Point-per-instance localization data:
○ ○ ○ ○ ○ ○ ○

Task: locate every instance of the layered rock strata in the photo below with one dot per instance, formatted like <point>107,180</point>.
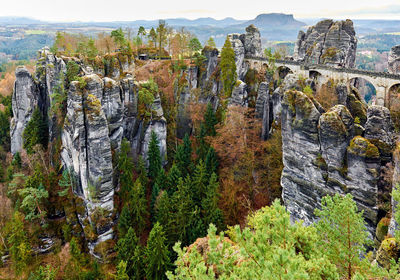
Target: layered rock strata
<point>328,42</point>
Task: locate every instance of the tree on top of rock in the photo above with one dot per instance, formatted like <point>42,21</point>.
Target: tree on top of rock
<point>342,234</point>
<point>228,67</point>
<point>119,37</point>
<point>157,258</point>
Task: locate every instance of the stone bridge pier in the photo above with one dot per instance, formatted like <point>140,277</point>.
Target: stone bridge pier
<point>383,82</point>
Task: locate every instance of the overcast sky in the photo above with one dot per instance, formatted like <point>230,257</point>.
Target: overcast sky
<point>122,10</point>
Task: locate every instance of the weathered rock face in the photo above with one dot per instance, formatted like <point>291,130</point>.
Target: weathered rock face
<point>263,108</point>
<point>239,95</point>
<point>238,47</point>
<point>87,155</point>
<point>25,99</point>
<point>328,42</point>
<point>252,42</point>
<point>100,112</point>
<point>50,74</point>
<point>394,60</point>
<point>113,109</point>
<point>394,226</point>
<point>248,44</point>
<point>322,155</point>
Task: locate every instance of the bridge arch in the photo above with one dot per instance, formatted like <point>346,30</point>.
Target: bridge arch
<point>282,71</point>
<point>393,99</point>
<point>366,88</point>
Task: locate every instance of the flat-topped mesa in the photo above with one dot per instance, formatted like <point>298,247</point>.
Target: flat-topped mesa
<point>328,42</point>
<point>245,45</point>
<point>394,60</point>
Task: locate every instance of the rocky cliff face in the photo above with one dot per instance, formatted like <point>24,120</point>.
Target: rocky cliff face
<point>322,154</point>
<point>25,99</point>
<point>100,112</point>
<point>245,45</point>
<point>394,60</point>
<point>328,42</point>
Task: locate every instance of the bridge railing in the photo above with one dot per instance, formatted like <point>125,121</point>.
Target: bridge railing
<point>307,66</point>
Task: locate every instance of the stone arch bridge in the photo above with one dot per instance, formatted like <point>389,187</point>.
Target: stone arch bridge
<point>382,81</point>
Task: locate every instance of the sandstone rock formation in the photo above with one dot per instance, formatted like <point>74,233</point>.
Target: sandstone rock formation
<point>323,155</point>
<point>100,112</point>
<point>25,99</point>
<point>328,42</point>
<point>245,45</point>
<point>263,108</point>
<point>394,60</point>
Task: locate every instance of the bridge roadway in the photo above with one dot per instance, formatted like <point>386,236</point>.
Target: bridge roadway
<point>382,81</point>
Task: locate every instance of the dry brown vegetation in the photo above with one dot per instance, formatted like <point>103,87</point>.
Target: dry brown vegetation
<point>250,168</point>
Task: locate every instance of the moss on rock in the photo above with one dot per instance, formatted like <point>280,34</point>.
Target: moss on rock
<point>360,146</point>
<point>388,250</point>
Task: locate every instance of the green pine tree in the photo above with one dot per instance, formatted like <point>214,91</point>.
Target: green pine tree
<point>138,206</point>
<point>228,67</point>
<point>343,234</point>
<point>199,183</point>
<point>125,220</point>
<point>202,146</point>
<point>211,161</point>
<point>210,120</point>
<point>211,213</point>
<point>172,179</point>
<point>157,258</point>
<point>154,157</point>
<point>130,251</point>
<point>17,239</point>
<point>121,271</point>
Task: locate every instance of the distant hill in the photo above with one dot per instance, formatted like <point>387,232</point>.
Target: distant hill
<point>275,20</point>
<point>19,21</point>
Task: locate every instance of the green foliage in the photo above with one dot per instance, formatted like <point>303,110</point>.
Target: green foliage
<point>36,132</point>
<point>211,161</point>
<point>270,247</point>
<point>65,182</point>
<point>119,37</point>
<point>125,168</point>
<point>19,247</point>
<point>17,161</point>
<point>32,199</point>
<point>211,43</point>
<point>130,251</point>
<point>194,45</point>
<point>121,271</point>
<point>147,94</point>
<point>209,204</point>
<point>43,273</point>
<point>73,70</point>
<point>125,221</point>
<point>154,156</point>
<point>342,234</point>
<point>156,253</point>
<point>228,67</point>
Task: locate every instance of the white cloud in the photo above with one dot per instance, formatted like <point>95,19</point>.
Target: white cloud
<point>122,10</point>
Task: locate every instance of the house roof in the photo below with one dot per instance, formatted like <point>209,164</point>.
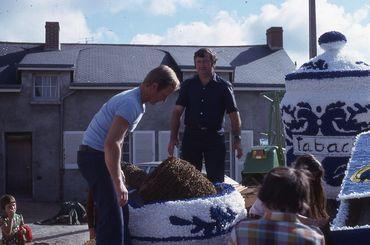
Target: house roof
<point>112,65</point>
<point>10,56</point>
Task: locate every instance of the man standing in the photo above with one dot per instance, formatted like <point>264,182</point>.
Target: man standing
<point>99,157</point>
<point>205,98</point>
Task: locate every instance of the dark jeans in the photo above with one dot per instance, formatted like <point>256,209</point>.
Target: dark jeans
<point>111,227</point>
<point>210,145</point>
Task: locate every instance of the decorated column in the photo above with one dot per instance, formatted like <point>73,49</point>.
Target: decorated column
<point>327,103</point>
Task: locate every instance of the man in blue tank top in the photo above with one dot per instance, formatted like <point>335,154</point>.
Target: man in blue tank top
<point>99,157</point>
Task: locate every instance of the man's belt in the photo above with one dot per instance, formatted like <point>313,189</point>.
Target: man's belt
<point>86,148</point>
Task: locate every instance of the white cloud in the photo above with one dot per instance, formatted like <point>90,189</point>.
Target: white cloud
<point>169,7</point>
<point>27,21</point>
<point>224,30</point>
<point>147,39</point>
<point>292,15</point>
<point>163,7</point>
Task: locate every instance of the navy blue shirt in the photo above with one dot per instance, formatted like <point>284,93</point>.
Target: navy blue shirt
<point>205,106</point>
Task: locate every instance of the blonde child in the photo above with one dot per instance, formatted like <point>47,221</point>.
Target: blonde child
<point>12,224</point>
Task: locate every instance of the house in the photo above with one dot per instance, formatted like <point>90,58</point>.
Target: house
<point>50,91</point>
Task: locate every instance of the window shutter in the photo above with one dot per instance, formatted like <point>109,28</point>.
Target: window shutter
<point>163,139</point>
<point>143,146</point>
<point>71,142</point>
<point>247,143</point>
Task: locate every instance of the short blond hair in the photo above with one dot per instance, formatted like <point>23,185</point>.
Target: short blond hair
<point>164,76</point>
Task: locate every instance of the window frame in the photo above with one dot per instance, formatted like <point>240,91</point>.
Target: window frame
<point>43,77</point>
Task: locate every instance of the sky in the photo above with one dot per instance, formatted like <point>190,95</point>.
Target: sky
<point>188,22</point>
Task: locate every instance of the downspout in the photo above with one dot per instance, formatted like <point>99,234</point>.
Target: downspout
<point>61,149</point>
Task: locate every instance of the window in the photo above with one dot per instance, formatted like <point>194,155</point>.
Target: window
<point>46,87</point>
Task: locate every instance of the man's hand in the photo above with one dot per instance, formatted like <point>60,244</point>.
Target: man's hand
<point>171,146</point>
<point>122,193</point>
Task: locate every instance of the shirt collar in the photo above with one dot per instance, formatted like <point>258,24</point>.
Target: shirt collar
<point>213,78</point>
<point>280,216</point>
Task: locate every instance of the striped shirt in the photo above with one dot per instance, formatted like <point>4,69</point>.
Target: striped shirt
<point>275,228</point>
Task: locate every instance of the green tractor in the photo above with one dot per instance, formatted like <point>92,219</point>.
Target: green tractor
<point>270,153</point>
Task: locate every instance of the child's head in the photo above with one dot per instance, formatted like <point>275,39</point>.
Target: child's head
<point>311,164</point>
<point>317,194</point>
<point>7,203</point>
<point>285,190</point>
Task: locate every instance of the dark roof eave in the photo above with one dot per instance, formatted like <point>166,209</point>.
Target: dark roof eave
<point>93,85</point>
<point>186,67</point>
<point>259,85</point>
<point>10,88</point>
<point>48,66</point>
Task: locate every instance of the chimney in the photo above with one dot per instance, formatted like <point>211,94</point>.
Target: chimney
<point>274,38</point>
<point>52,36</point>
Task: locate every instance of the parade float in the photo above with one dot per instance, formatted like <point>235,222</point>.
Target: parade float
<point>352,223</point>
<point>180,206</point>
<point>325,106</point>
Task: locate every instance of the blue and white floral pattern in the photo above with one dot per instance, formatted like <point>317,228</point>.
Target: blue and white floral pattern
<point>360,159</point>
<point>199,220</point>
<point>326,105</point>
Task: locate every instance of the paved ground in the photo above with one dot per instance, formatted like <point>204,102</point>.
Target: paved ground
<point>70,234</point>
<point>50,234</point>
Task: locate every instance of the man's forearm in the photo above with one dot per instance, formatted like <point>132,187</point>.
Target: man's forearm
<point>175,124</point>
<point>112,154</point>
<point>235,123</point>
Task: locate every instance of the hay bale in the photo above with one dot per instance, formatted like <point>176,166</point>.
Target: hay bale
<point>175,179</point>
<point>134,176</point>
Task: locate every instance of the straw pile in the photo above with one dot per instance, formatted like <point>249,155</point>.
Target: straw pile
<point>175,179</point>
<point>134,176</point>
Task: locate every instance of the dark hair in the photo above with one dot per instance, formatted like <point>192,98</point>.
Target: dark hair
<point>202,53</point>
<point>317,195</point>
<point>5,200</point>
<point>285,189</point>
<point>164,76</point>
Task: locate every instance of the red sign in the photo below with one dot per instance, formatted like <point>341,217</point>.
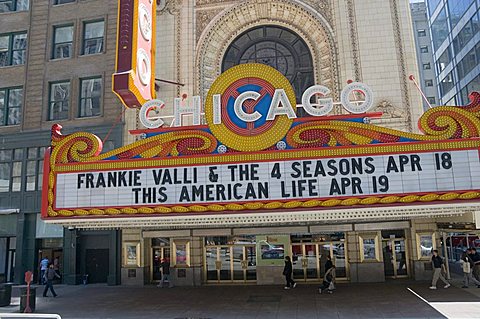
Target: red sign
<point>134,77</point>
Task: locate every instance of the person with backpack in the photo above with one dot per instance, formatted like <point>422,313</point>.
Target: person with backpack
<point>287,272</point>
<point>437,263</point>
<point>50,275</point>
<point>328,283</point>
<point>467,267</point>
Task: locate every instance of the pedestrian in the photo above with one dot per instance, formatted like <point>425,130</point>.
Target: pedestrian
<point>328,263</point>
<point>43,268</point>
<point>328,281</point>
<point>467,268</point>
<point>50,275</point>
<point>165,265</point>
<point>437,263</point>
<point>287,272</point>
<point>476,263</point>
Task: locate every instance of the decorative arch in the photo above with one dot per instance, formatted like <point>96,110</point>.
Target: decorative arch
<point>296,16</point>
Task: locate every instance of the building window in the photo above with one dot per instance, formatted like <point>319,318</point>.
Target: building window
<point>55,2</point>
<point>90,97</point>
<point>432,4</point>
<point>11,101</point>
<point>17,169</point>
<point>466,34</point>
<point>13,48</point>
<point>439,29</point>
<point>34,174</point>
<point>444,60</point>
<point>446,84</point>
<point>5,170</point>
<point>277,47</point>
<point>93,37</point>
<point>59,101</point>
<point>62,42</point>
<point>13,5</point>
<point>457,9</point>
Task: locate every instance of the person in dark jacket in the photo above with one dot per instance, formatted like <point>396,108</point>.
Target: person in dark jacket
<point>437,263</point>
<point>50,275</point>
<point>165,264</point>
<point>287,272</point>
<point>328,263</point>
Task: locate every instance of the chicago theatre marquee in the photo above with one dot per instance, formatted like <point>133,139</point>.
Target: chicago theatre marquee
<point>282,155</point>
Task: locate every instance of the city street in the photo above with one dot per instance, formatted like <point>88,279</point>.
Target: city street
<point>380,300</point>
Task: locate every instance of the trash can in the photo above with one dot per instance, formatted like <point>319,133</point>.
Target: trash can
<point>5,294</point>
<point>23,298</point>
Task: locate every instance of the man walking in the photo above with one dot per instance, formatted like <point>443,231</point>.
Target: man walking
<point>476,263</point>
<point>287,272</point>
<point>43,268</point>
<point>165,264</point>
<point>50,275</point>
<point>437,262</point>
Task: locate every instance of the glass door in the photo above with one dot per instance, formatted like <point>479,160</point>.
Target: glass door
<point>336,250</point>
<point>395,258</point>
<point>158,253</point>
<point>230,263</point>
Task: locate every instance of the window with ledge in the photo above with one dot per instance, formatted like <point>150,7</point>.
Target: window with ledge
<point>13,5</point>
<point>62,42</point>
<point>90,97</point>
<point>457,9</point>
<point>56,2</point>
<point>11,100</point>
<point>13,47</point>
<point>17,169</point>
<point>5,170</point>
<point>34,173</point>
<point>439,29</point>
<point>59,101</point>
<point>93,33</point>
<point>277,47</point>
<point>444,60</point>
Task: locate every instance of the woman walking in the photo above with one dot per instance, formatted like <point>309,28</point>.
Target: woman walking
<point>287,272</point>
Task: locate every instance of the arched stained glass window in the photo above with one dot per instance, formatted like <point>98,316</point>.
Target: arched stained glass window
<point>277,47</point>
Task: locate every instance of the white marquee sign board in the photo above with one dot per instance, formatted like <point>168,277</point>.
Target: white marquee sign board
<point>319,178</point>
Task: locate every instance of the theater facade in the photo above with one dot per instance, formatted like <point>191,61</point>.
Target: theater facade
<point>285,128</point>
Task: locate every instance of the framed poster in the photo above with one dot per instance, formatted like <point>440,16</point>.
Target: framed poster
<point>131,253</point>
<point>181,256</point>
<point>369,248</point>
<point>425,245</point>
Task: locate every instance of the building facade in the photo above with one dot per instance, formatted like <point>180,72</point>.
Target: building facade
<point>56,60</point>
<point>309,42</point>
<point>454,27</point>
<point>423,40</point>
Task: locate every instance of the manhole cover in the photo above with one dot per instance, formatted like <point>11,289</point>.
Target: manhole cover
<point>264,299</point>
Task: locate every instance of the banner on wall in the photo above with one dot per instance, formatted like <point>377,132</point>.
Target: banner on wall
<point>256,155</point>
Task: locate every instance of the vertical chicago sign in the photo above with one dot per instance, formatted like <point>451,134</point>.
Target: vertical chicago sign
<point>134,77</point>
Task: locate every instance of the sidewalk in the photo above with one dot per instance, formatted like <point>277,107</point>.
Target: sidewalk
<point>379,300</point>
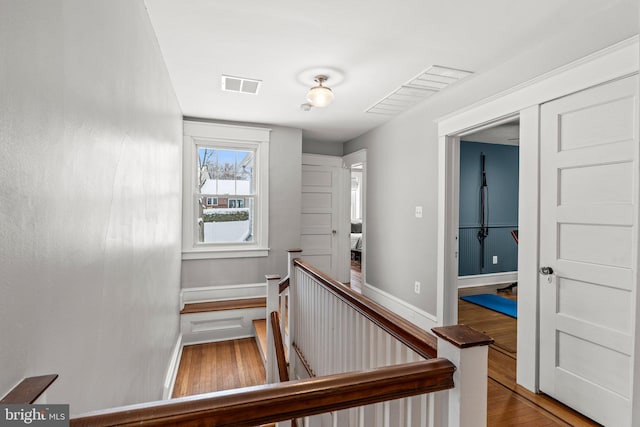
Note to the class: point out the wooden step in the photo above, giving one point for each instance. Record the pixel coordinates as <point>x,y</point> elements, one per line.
<point>236,304</point>
<point>260,326</point>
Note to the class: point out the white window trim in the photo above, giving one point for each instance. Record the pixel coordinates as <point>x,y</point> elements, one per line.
<point>196,133</point>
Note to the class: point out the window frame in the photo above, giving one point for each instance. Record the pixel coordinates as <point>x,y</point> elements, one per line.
<point>224,137</point>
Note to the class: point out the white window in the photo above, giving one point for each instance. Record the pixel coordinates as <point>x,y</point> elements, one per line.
<point>225,186</point>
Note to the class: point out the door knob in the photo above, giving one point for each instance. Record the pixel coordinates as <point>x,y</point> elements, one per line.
<point>546,271</point>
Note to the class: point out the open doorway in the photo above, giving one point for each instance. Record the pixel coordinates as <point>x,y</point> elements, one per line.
<point>356,232</point>
<point>488,199</point>
<point>355,163</point>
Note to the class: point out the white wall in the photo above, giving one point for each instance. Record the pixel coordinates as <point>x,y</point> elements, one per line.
<point>285,177</point>
<point>402,249</point>
<point>90,205</point>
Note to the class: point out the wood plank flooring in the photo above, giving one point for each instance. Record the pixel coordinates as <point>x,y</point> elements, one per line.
<point>219,366</point>
<point>233,364</point>
<point>509,404</point>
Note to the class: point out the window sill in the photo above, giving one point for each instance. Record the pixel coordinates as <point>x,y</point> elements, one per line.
<point>225,253</point>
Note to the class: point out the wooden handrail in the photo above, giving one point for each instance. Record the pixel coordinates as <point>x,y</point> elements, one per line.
<point>284,401</point>
<point>283,371</point>
<point>29,389</point>
<point>406,332</point>
<point>283,285</point>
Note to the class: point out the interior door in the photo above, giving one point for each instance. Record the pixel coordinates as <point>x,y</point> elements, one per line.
<point>320,213</point>
<point>588,240</point>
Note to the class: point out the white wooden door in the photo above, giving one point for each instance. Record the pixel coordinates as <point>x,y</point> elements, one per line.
<point>588,218</point>
<point>320,212</point>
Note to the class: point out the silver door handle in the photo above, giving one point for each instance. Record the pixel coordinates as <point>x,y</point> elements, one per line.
<point>546,271</point>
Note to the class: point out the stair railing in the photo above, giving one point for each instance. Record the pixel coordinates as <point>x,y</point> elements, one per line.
<point>334,330</point>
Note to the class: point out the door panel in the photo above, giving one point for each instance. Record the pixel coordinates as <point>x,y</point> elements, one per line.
<point>588,211</point>
<point>320,217</point>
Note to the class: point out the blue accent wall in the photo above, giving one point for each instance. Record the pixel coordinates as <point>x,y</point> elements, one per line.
<point>502,170</point>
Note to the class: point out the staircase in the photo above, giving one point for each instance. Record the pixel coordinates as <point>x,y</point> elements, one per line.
<point>211,314</point>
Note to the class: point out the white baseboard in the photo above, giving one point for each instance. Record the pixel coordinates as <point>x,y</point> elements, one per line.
<point>223,325</point>
<point>217,293</point>
<point>402,308</point>
<point>487,279</point>
<point>174,363</point>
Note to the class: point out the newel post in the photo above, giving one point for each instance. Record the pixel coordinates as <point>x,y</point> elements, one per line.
<point>293,309</point>
<point>468,349</point>
<point>273,297</point>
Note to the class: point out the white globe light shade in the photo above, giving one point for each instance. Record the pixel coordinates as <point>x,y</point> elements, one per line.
<point>320,96</point>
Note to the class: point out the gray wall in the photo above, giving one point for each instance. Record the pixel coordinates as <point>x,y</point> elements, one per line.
<point>285,192</point>
<point>319,147</point>
<point>90,204</point>
<point>402,249</point>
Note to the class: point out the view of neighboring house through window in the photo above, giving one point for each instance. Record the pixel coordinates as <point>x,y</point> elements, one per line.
<point>225,205</point>
<point>226,184</point>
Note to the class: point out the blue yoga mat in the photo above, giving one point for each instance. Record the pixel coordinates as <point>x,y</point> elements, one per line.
<point>494,302</point>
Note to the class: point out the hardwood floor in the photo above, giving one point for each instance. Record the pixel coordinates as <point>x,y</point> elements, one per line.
<point>233,364</point>
<point>509,404</point>
<point>219,366</point>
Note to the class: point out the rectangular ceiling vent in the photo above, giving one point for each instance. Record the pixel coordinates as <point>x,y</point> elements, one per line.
<point>427,83</point>
<point>240,85</point>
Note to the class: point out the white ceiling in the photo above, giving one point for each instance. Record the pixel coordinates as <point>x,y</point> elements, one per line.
<point>368,48</point>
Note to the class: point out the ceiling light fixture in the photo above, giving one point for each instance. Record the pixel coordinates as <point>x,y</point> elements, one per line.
<point>320,96</point>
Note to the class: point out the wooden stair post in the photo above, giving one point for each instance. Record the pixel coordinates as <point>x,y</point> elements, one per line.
<point>468,349</point>
<point>273,297</point>
<point>293,254</point>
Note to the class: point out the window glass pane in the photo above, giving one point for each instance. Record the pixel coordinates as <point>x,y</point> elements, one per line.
<point>224,171</point>
<point>231,220</point>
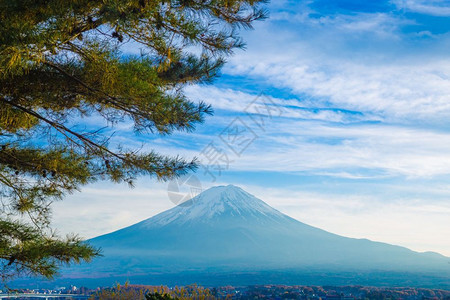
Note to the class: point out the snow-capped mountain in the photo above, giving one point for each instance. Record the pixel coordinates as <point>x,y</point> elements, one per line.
<point>229,230</point>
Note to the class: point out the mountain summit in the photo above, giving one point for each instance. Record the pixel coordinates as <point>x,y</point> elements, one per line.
<point>225,229</point>
<point>216,204</point>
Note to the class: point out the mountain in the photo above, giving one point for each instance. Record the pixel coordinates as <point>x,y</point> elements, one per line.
<point>225,230</point>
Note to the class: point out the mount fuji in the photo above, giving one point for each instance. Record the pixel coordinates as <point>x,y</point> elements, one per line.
<point>227,236</point>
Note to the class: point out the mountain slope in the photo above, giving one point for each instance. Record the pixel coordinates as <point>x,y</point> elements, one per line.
<point>226,228</point>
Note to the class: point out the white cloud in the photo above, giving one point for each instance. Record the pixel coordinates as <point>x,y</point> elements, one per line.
<point>430,7</point>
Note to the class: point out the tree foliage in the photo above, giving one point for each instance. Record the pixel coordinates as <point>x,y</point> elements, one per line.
<point>65,64</point>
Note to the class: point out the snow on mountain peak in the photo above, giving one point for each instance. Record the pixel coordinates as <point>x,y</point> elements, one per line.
<point>216,202</point>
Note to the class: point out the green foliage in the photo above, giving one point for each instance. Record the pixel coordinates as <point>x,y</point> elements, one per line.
<point>137,292</point>
<point>61,65</point>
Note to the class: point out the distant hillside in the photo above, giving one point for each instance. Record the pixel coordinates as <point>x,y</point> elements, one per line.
<point>228,233</point>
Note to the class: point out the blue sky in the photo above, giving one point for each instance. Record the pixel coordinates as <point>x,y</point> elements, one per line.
<point>359,139</point>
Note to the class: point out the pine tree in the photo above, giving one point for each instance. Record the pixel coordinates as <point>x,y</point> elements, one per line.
<point>62,63</point>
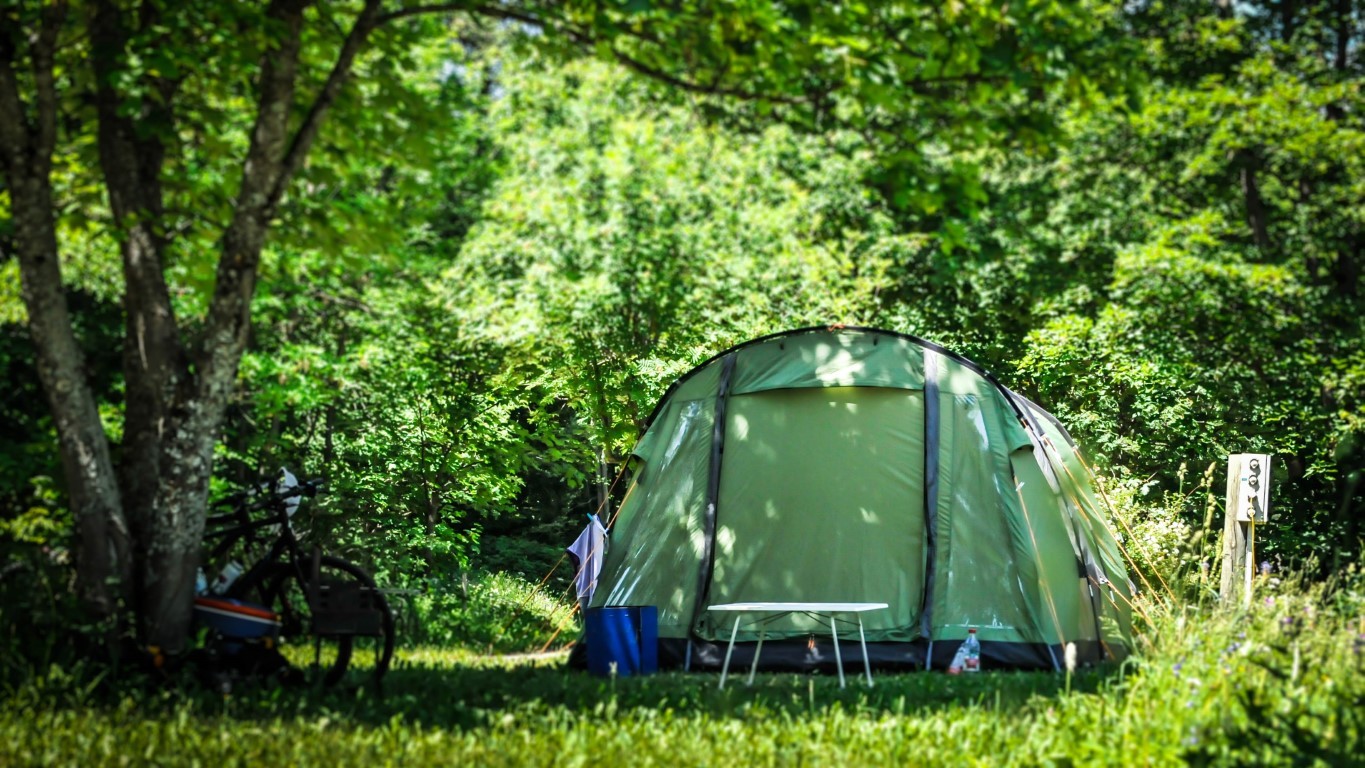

○ ○ ○ ○ ○ ○ ○

**TASK TO CARRY OUT:** If a line in the records above has the word "below", copy it.

**RESPONSE TO THIS TASK:**
Task: locate every instance of the layered rock strata in the photo below with one dot per instance, formatted like <point>107,180</point>.
Task: locate every instance of the house roof in the photo below with one dot per instance, formatted like <point>209,164</point>.
Task: locate every instance of the red sign in the photo below with one dot per instance, formatted like <point>341,217</point>.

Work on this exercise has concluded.